READING TEXT -
= = = =
WRP 4.8.0 – Simple HTML Mode with Image Support!

(this is a guest post by Antoni Sawicki aka Tenox)

Previously I wrote a boring lengthy article about need for “simple html mode” in WRP. Today I want to introduce addition of images to this contraption! You can now browse modern web like it was in 1994!

The say that image is better than 1000 words, so here we go:

WRP 4.8.0 via Netscape 4.8 on SGI IRIX
WRP 4.8.0 via Mosaic 2.7 on HPUX 9.07

You can regulate the image size and make them however big you want, also PNG, GIF and JPEG of course:

WRP 4.8.0 on HPUX 9.07
WRP 4.8.0 via Netscape 1.0 on SunOS 4.1.4 on QEMU

The simple html mode is still quite buggy and needs a lot of fixes. I see some 400 errors here and there, Captha problems, etc. I think these can be all fixed in time.

You can download latest WRP from Github!

Please report bugs and issues!

WRP – Simple HTML / Reader Mode

(this is a guest post by Antoni Sawicki aka Tenox)

TL;DR
WRP now allows rendering web pages in to a simplified HTML, compatible with old browsers (in addition to Image Map).
= = = =
RAW DATA -
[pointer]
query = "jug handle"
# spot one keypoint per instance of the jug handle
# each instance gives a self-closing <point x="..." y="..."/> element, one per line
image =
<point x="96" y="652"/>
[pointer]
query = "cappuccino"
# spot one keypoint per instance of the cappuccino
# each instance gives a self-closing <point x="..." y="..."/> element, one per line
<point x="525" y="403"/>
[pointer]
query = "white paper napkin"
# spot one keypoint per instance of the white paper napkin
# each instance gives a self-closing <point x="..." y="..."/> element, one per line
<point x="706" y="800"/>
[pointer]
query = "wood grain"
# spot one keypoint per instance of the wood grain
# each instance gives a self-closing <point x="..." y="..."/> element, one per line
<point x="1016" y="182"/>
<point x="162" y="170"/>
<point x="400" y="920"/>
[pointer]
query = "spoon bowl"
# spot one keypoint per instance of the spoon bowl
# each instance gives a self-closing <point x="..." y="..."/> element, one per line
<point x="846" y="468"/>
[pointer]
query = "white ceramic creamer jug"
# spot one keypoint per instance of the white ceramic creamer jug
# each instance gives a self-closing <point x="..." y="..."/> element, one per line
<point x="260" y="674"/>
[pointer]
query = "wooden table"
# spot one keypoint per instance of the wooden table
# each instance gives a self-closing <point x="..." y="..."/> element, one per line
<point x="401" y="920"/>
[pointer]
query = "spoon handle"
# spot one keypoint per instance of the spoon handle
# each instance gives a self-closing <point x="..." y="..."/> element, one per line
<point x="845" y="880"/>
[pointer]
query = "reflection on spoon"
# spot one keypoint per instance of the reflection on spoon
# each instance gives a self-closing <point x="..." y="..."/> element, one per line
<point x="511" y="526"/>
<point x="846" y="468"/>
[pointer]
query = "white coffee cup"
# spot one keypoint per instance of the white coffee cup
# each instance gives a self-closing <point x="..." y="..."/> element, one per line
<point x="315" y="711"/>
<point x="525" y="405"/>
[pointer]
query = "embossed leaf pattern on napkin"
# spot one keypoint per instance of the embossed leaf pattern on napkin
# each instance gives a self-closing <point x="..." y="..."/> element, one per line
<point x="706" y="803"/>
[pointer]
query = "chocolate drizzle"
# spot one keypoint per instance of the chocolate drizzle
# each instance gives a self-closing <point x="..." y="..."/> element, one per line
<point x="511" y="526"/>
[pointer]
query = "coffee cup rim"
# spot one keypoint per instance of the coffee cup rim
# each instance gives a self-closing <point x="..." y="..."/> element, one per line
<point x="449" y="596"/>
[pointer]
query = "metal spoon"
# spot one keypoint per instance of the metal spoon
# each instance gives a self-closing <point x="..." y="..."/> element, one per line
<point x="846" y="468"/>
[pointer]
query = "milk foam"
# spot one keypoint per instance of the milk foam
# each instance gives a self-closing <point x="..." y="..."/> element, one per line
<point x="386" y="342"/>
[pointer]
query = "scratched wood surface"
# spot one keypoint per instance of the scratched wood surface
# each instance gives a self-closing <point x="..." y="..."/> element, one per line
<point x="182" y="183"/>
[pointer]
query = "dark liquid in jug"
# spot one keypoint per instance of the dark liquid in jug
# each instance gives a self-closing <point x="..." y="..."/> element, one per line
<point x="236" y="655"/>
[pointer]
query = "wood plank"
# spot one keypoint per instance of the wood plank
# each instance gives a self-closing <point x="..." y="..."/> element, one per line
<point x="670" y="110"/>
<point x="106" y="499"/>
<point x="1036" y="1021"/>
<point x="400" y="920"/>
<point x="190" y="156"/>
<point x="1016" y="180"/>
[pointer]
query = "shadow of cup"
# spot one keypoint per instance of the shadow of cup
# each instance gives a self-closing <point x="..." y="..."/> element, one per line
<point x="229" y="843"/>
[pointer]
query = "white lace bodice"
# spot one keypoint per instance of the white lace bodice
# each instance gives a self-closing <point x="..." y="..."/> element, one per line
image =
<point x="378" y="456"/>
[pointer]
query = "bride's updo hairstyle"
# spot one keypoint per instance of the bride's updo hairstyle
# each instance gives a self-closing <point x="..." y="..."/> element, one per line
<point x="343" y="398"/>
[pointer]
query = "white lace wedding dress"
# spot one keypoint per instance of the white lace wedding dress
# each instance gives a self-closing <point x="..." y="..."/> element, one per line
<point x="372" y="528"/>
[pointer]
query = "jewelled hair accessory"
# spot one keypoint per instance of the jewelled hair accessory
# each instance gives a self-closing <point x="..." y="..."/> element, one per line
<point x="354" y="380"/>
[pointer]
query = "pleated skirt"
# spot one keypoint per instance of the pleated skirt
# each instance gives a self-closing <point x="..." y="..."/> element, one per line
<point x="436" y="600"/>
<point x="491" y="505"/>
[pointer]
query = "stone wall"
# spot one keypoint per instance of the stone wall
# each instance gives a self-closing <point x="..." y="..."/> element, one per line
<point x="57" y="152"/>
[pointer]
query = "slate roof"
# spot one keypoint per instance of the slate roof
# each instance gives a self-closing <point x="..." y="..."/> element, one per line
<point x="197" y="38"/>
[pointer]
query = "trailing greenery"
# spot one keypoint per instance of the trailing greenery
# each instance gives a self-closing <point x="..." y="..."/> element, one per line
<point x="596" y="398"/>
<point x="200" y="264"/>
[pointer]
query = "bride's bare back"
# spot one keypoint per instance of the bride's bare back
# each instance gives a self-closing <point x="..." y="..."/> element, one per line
= = = =
GIVEN REQUEST A -
Return the full WRP post unchanged, character for character.
GIVEN REQUEST B -
Select each line in the rows that contains the string "pattern".
The WRP post and the rows come from unrelated sources.

EXERCISE RESPONSE A -
WRP 4.8.0 – Simple HTML Mode with Image Support!

(this is a guest post by Antoni Sawicki aka Tenox)

Previously I wrote a boring lengthy article about need for “simple html mode” in WRP. Today I want to introduce addition of images to this contraption! You can now browse modern web like it was in 1994!

The say that image is better than 1000 words, so here we go:

WRP 4.8.0 via Netscape 4.8 on SGI IRIX
WRP 4.8.0 via Mosaic 2.7 on HPUX 9.07

You can regulate the image size and make them however big you want, also PNG, GIF and JPEG of course:

WRP 4.8.0 on HPUX 9.07
WRP 4.8.0 via Netscape 1.0 on SunOS 4.1.4 on QEMU

The simple html mode is still quite buggy and needs a lot of fixes. I see some 400 errors here and there, Captha problems, etc. I think these can be all fixed in time.

You can download latest WRP from Github!

Please report bugs and issues!

WRP – Simple HTML / Reader Mode

(this is a guest post by Antoni Sawicki aka Tenox)

TL;DR
WRP now allows rendering web pages in to a simplified HTML, compatible with old browsers (in addition to Image Map).

EXERCISE RESPONSE B -
query = "embossed leaf pattern on napkin"
# spot one keypoint per instance of the embossed leaf pattern on napkin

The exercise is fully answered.